→ Goal of the exercise: Each record that follows is to be reproduced verbatim.

→ Given records:

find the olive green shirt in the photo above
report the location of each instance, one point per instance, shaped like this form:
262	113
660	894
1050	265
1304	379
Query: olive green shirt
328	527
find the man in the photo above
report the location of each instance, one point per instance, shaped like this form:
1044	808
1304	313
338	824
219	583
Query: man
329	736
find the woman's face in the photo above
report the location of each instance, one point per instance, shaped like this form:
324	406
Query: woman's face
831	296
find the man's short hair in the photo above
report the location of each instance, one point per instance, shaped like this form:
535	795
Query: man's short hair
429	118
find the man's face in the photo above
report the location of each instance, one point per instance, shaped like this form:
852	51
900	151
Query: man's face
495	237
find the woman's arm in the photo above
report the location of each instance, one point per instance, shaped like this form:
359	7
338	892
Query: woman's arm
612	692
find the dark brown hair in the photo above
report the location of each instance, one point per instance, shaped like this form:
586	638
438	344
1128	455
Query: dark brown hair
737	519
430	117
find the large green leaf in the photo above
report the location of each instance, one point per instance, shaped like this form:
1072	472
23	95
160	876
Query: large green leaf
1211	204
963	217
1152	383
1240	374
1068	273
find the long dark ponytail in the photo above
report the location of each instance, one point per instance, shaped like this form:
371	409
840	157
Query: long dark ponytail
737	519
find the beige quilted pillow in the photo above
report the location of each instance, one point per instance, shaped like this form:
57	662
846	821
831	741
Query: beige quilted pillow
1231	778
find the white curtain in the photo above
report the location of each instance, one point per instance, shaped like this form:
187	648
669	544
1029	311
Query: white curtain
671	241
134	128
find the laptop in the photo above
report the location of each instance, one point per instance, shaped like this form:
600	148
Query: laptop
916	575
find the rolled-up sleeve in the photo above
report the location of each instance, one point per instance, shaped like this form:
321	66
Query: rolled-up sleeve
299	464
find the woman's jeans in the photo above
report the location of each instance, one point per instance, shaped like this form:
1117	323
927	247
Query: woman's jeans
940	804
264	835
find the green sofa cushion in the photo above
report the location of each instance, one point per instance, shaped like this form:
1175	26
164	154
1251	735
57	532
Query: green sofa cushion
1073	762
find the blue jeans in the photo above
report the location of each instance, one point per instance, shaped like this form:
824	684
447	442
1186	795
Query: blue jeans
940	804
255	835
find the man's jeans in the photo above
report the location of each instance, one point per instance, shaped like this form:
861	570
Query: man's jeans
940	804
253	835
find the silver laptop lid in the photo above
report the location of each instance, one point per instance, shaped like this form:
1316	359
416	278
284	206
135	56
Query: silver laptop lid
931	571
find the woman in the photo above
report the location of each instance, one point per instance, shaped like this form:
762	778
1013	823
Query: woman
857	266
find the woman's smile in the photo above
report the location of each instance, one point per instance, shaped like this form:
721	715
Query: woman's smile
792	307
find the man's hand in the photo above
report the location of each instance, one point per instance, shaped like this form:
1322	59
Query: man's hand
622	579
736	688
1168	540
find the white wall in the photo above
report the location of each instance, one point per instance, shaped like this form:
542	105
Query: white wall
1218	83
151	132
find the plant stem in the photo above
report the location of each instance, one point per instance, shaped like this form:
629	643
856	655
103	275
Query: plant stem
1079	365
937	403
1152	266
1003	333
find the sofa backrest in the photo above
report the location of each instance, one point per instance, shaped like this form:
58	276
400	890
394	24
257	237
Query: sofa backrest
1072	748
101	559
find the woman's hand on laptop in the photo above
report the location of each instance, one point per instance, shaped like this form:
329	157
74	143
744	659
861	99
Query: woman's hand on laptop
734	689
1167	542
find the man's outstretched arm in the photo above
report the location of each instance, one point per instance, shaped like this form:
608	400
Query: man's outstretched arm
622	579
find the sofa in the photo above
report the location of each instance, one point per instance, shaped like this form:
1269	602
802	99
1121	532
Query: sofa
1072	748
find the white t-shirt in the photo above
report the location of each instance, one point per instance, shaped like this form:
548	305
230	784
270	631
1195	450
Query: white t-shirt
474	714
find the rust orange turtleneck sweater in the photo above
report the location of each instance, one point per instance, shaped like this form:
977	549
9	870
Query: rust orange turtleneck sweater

→ Written response:
find the olive green shirt in the photo above
report the location of each instance, one point per instance, shaped like this form:
262	113
660	894
1050	265
1304	379
Query: olive green shirt
328	527
find the man in the photo above
report the location of each instance, one point per instance, shaped like this form:
1044	808
1304	313
338	824
219	583
Query: man
329	736
find the woman's face in the photo above
report the location of each instance, one point per instance, shaped like this form:
324	406
Query: woman's face
831	296
find the man's short hair in the photo above
report the location of each instance, one point per instance, shaped like this form:
535	795
Query: man's short hair
429	118
find the man's face in the photo above
report the location of each instance, one point per instance, shaped like this form:
852	51
900	151
Query: man's face
495	237
find the woman's arm in the photo above
report the location of each instance, one point per instance, shaped like this form:
359	7
338	892
Query: woman's arm
612	692
find the dark brown hair in the photo above
report the location of each instance, one point per instance, shaped like this form:
586	638
438	344
1128	455
Query: dark brown hair
737	519
430	117
find the large green leaf in the photo above
report the location of each instance, one point per instance, shaped like this form:
1072	472
23	95
160	876
Query: large green leaf
1211	204
963	217
1152	383
1240	374
1068	273
find the long dark ponytail in the photo above
report the location of each instance, one point per instance, shaped like this form:
371	409
840	157
Query: long dark ponytail
737	519
find the beige quilted pillow in the photo above
report the location of each instance, one point per instance, shaped like this form:
57	662
846	821
831	741
Query: beige quilted pillow
1231	778
find the white curtain in the photo above
report the location of each instance, one point per instance, shaped like this form:
187	648
669	544
1029	311
Query: white curtain
671	241
134	128
find the laptop in the photo above
report the location of each instance, one point per instance, shaped like this form:
600	148
Query: laptop
916	575
find the rolled-up sleeve in the photo above
report the location of each instance, one point per instance, shaped like this form:
321	66
Query: rolled-up sleeve
299	464
find the woman's jeans in the photo above
report the location of each instance, one point per instance, shaped like this form:
1117	323
927	247
Query: woman's jeans
940	804
264	835
find the green sofa cushion in the photo above
report the location of each instance, one point per instance, shaped like this form:
1175	26
164	154
1251	735
57	532
Query: green sofa cushion
1073	762
find the blue jeans in the photo above
report the location of each instance, one point per instance, shaped like this form:
824	684
447	442
1186	795
Query: blue jeans
940	804
255	835
find the man's jeans in the photo above
report the location of each instance, one point per instance, shaped like this form:
861	570
Query: man's jeans
940	804
253	835
find the silver laptop lid in the photo above
report the location of each instance, one point per instance, shaped like this form:
1316	359
416	278
284	206
135	56
Query: silver laptop lid
931	571
find the woman in the photo above
report the location of each instance, one point per instance, shaped like this form:
762	778
1013	823
Query: woman
857	266
find the woman's smile in the photo above
report the location of each instance, one point per instance, shaped like this form:
721	715
Query: woman's smile
792	307
find the man's hand in the photo above
report the location of each instance, one point per instance, shaped like this form:
1322	59
Query: man's hand
622	579
736	688
1168	540
find the white wall in the photo above
report the location of each instance, one point per instance, shaped like this form:
542	105
Query: white wall
1218	83
151	132
find the plant stem in the photo above
report the location of each instance, one point per instance, shaped like this form:
629	643
856	655
103	275
Query: plant stem
1079	365
937	403
1152	266
1003	333
find the sofa backrest in the photo above
report the location of each instance, one point per instance, shaped like this form:
58	276
400	890
394	24
257	237
Query: sofa backrest
1072	748
101	559
find the woman's hand on laptop in the photo above
report the location of each instance, one point per instance, shaped like this form:
329	157
74	143
744	659
861	99
Query: woman's hand on laptop
734	689
1167	542
find the man's outstretched arm in the photo above
report the location of each instance, one point per instance, shaped like this form:
608	400
Query: man's outstretched arm
622	579
find the sofa in the photo above
report the location of each instance, one point per instance, shaped like this form:
1269	602
802	99
1121	532
Query: sofa
1072	748
find the white t-shirt in the photo above
report the location of each instance, one point per instance, shaped like this form:
548	305
230	784
270	631
1195	450
Query: white t-shirt
474	714
find the rust orange turtleneck sweater in the photo above
report the location of each instance, one point per instance, shaped like this form:
977	549
9	870
Query: rust orange turtleneck sweater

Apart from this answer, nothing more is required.